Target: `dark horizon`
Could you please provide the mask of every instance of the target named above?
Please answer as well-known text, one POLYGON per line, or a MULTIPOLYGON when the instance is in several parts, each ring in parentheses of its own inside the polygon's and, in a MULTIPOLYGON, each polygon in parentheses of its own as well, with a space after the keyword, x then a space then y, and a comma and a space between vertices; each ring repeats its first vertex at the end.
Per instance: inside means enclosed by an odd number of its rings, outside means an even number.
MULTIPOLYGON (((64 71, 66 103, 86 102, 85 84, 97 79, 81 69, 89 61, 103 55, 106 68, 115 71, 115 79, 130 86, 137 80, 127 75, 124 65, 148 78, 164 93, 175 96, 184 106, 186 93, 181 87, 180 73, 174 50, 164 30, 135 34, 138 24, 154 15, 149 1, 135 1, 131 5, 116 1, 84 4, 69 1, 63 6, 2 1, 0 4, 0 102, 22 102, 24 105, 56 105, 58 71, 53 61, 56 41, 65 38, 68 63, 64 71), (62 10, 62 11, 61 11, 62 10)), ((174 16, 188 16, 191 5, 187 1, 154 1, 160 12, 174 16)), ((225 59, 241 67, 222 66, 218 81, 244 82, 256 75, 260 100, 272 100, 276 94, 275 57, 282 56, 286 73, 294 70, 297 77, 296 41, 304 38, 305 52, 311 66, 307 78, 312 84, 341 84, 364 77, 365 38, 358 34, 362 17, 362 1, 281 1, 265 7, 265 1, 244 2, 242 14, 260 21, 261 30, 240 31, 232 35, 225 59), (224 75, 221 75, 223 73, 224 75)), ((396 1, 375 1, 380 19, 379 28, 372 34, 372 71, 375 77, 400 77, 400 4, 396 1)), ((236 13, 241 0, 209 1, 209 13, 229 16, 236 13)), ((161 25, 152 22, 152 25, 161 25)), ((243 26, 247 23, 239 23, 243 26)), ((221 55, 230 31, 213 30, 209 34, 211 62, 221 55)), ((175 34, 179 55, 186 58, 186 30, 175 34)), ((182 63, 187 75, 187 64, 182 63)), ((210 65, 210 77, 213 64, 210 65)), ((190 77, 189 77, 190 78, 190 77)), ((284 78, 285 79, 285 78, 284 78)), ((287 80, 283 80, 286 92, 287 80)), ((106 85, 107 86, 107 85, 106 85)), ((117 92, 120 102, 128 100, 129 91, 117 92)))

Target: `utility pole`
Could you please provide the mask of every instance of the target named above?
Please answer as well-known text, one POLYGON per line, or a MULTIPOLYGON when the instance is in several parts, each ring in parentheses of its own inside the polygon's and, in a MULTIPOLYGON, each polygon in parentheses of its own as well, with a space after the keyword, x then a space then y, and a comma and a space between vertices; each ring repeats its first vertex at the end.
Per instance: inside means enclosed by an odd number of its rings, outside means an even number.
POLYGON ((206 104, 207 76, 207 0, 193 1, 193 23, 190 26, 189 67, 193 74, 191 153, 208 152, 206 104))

» TASK STATEMENT
Each entry above must be set down again without alteration.

» SOLUTION FOR THIS EXERCISE
Target: `dark horizon`
Could you please provide the mask of every instance of the target named above?
Please answer as well-known text, one POLYGON per line, or a MULTIPOLYGON when the instance is in several parts, each ring in parentheses of its own inside the polygon's and, in a MULTIPOLYGON, each polygon in parentheses of its own as well, with a space after the keyword, x then a space then y, and a comma and a space between vertices; each ring repeats its first vertex at the end.
Per instance: inside means enclosed by an odd number of its rings, outside means an even number.
MULTIPOLYGON (((64 71, 66 103, 86 102, 85 84, 97 79, 81 69, 89 61, 103 55, 106 68, 115 71, 115 79, 130 86, 137 80, 127 75, 124 65, 148 78, 164 93, 175 96, 184 106, 186 93, 181 87, 180 73, 174 50, 164 30, 135 34, 138 24, 154 15, 149 1, 135 1, 131 5, 116 1, 84 4, 69 1, 63 6, 2 1, 0 4, 0 102, 22 102, 24 105, 56 105, 58 71, 53 61, 56 41, 65 38, 68 63, 64 71), (62 10, 62 11, 61 11, 62 10)), ((174 16, 188 16, 191 5, 187 1, 154 1, 160 12, 174 16)), ((225 59, 241 67, 222 66, 218 81, 244 82, 256 75, 260 100, 272 100, 276 94, 275 57, 282 56, 286 73, 294 70, 297 77, 296 41, 304 38, 305 52, 311 66, 307 78, 312 84, 341 84, 364 77, 365 38, 358 34, 362 17, 362 1, 281 1, 265 7, 265 1, 244 2, 242 14, 260 21, 261 30, 240 31, 232 35, 225 59), (224 75, 221 75, 223 73, 224 75)), ((396 1, 375 1, 380 19, 379 28, 372 34, 372 71, 375 77, 400 77, 400 4, 396 1)), ((236 13, 241 0, 209 1, 209 13, 229 16, 236 13)), ((161 25, 152 22, 152 25, 161 25)), ((243 26, 247 23, 239 23, 243 26)), ((221 55, 230 31, 213 30, 209 34, 211 62, 221 55)), ((175 34, 179 55, 186 58, 186 30, 175 34)), ((182 63, 187 75, 187 64, 182 63)), ((210 65, 210 77, 213 64, 210 65)), ((190 77, 189 77, 190 78, 190 77)), ((284 78, 285 79, 285 78, 284 78)), ((287 80, 283 80, 286 92, 287 80)), ((106 85, 107 86, 107 85, 106 85)), ((117 92, 120 102, 128 100, 129 91, 117 92)))

Target: `utility pole`
Could you please provide the mask of every instance of the target named above?
Please answer as well-known text, one POLYGON per line, or a MULTIPOLYGON when the instance is in several parts, each ring in parentheses of its own inside the polygon's and, in a MULTIPOLYGON, each polygon in parentheses of its own as well, with a space after the keyword, x then a space then y, and a comma and a space between vertices; each ring repeats its first vertex at the end.
Per instance: inside means enclosed by an odd number of its rings, outside means an even number.
POLYGON ((206 104, 207 76, 207 0, 193 1, 193 23, 190 26, 189 67, 193 74, 191 153, 208 152, 206 104))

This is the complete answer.